_Extrait fourni_
Une cage

29 mai 2014

Je réfléchis depuis un certain temps au désir de confession, à l’aveu, à cette envie de raconter et de se raconter (chez le psy, chez ses amis, sur l’oreiller, à ses collègues, ou d’une manière plus vaste et dans le pire des cas, à la police, ou anciennement chez le prêtre) et donc à ce moment où l’on se « rend » avec plus ou moins de violence, d’éclat, de délicatesse, de génie ou de modestie. C’est un sentiment assez partagé, et il me semble que jusque dans les parutions littéraires les plus récentes, ce désir s’accompagne toujours d’une volonté d’être lavé.  

Je pense à cela alors que je suis aux prises moi-même avec une confession sociale quotidienne (coming/out), que je rédige un récit de naturalisation, et que pour toutes ces raisons je réemprunte tous les jours, sans capacité d’objectivité, les chemins de ces dernières années en me demandant : où ai-je eu tort ? Ai-je vraiment voulu cette situation ? Et si non, pourquoi m’y être aventurée quand même ? Et dans ce magma de souvenirs où se mêlent la colère, l’exaltation, la jubilation, la honte et le doute, et où toute vérité est relative, je réalise – toujours avec le même étonnement, le même effroi - à quel point, et de manière répétée, il est difficile de s’extraire des soubresauts de l’inconscient, de ses manifestations les plus troublantes. Je tombe sur cette phrase de Leiris dont L’Age d’homme est un chef d’œuvre du genre : « Ce que je méconnaissais, c’est qu’à la base de toute introspection il y a goût de se contempler et qu’au fond de toute confession il y a désir d’être absous. Me regarder sans complaisance, c’était encore me regarder, maintenir mes yeux fixés sur moi au lieu de les porter au-delà pour me dépasser vers quelque chose de plus largement humain. »

_Données d'entrée_
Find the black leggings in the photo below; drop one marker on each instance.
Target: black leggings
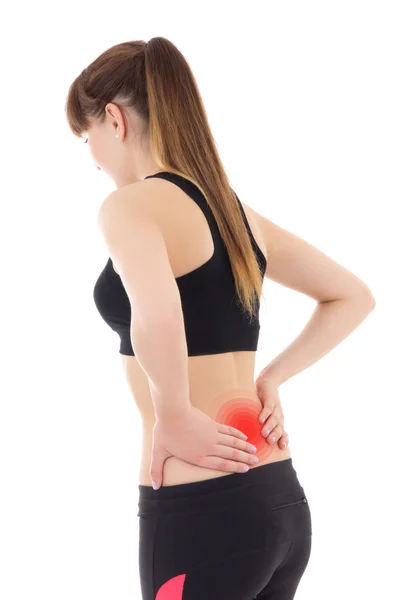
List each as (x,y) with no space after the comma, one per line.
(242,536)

* * *

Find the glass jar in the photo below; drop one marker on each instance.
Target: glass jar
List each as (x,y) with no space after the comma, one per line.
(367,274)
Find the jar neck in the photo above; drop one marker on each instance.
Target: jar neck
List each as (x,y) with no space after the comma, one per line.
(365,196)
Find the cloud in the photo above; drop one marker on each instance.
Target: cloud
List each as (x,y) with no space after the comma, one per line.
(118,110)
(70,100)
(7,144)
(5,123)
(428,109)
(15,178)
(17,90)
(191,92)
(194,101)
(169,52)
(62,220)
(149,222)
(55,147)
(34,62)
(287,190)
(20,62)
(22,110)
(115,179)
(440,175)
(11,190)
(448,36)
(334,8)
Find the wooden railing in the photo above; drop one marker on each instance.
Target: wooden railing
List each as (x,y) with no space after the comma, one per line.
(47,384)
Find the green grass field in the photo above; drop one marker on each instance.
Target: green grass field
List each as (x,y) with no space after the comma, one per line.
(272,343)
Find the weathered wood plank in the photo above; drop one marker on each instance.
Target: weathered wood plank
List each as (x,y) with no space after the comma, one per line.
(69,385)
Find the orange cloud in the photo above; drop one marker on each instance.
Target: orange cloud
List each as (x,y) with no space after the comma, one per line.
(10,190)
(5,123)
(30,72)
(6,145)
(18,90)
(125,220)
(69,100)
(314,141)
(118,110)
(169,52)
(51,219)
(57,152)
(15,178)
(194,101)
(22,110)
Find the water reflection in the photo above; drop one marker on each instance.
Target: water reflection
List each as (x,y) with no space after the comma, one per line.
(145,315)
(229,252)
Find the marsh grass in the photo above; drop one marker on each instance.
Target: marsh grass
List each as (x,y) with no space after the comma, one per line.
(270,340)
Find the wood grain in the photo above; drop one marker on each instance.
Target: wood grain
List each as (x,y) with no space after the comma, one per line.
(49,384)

_À faire_
1. Recopiez le passage du texte sur le désir de confession compris entre « Je réfléchis depuis » et « volonté d’être lavé. », bornes incluses.
2. Indiquez le nombre de lignes des données qui contiennent la chaîne « plank », en respectant la casse. Répondez par ce nombre seul.

_Les solutions_
1.
Je réfléchis depuis un certain temps au désir de confession, à l’aveu, à cette envie de raconter et de se raconter (chez le psy, chez ses amis, sur l’oreiller, à ses collègues, ou d’une manière plus vaste et dans le pire des cas, à la police, ou anciennement chez le prêtre) et donc à ce moment où l’on se « rend » avec plus ou moins de violence, d’éclat, de délicatesse, de génie ou de modestie. C’est un sentiment assez partagé, et il me semble que jusque dans les parutions littéraires les plus récentes, ce désir s’accompagne toujours d’une volonté d’être lavé.

2. 2